##### Source excerpt #####
(This story may be updated as more information is available)
SALEM, Ohio — More than 100 dairy farms in eight states received a letter from Dean Foods terminating their milk contracts with the company, effective May 31.
The farms affected are located in Indiana, Kentucky, Pennsylvania, Ohio, New York, Tennessee, North Carolina and South Carolina.
A letter, dated Feb. 26, from Brent Bunce, director of Dairy Direct Operations at Dean Foods, said “two indisputable dynamics” led to the decision to end these contracts.
The first, a retailer’s (Walmart) new Class I fluid milk processing plant coming online in the region will significantly decrease production at Dean’s own facility; and the second, the steady increase of raw milk production combined with the decrease of Class I fluid dairy consumption.
The Walmart facility is a 250,000-square-foot milk processing plant near Fort Wayne, Indiana. According to a Walmart news release, it will bottle Great Value and Member’s Mark white and chocolate milk for more than 600 Walmart stores and Sam’s Club locations in Indiana, Illinois, Michigan, Ohio and northern Kentucky.
Most of those stores are currently supplied by Dean Foods, and one published source indicated the new plant will cost Dean between 90 and 100 million gallons of annual milk sales. Dean will continue to supply Walmart in other parts of the country.
“Quite simply, the dairy industry is producing more milk than people are consuming,” stated the letter. Dean Foods also offered to provide assistance with finding potential new milk buyers.
##### Data section #####
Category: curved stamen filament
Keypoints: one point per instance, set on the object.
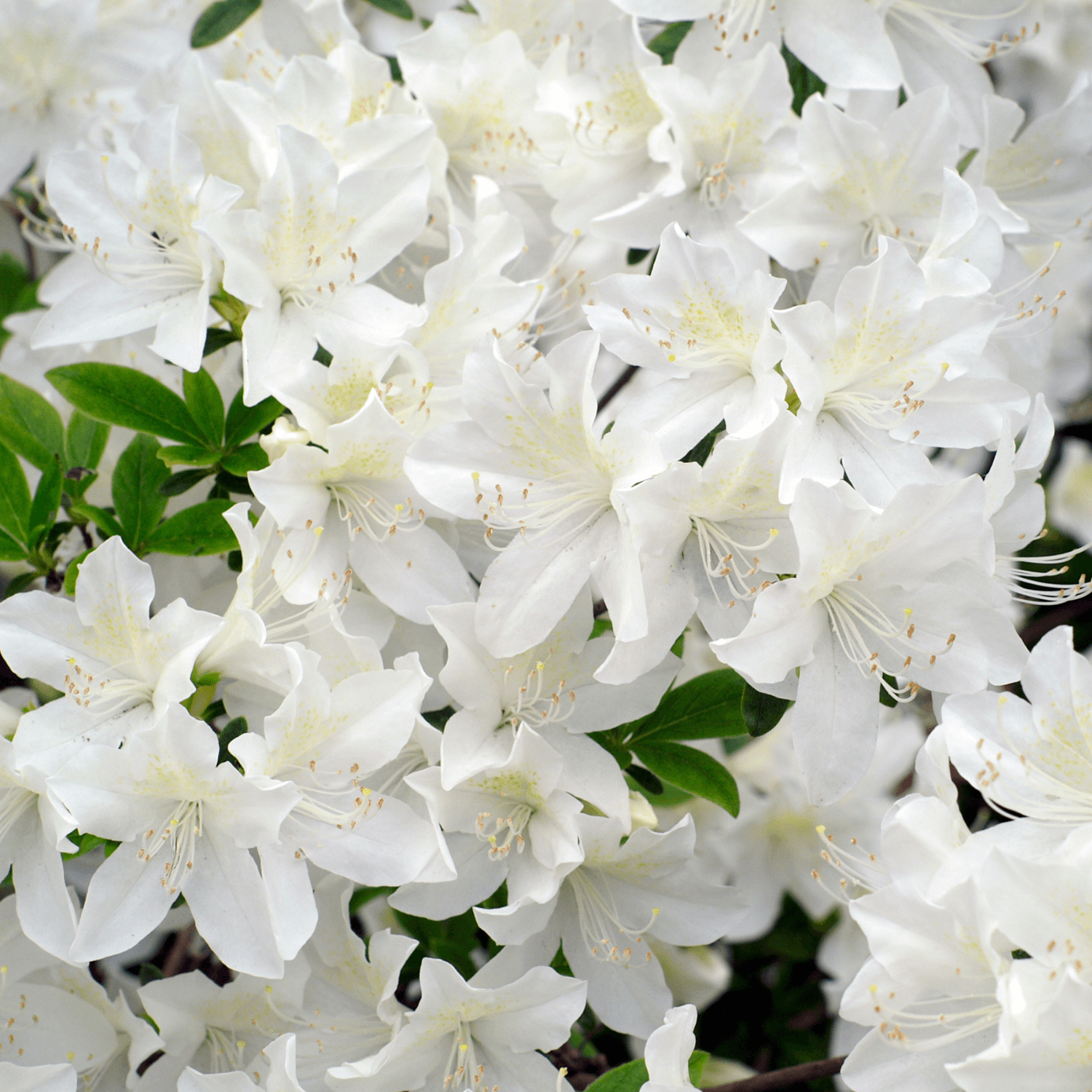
#####
# [Task statement]
In the dairy contracts article, on what date does the end of the farms' milk contracts with Dean Foods take effect?

# [Solution to this task]
May 31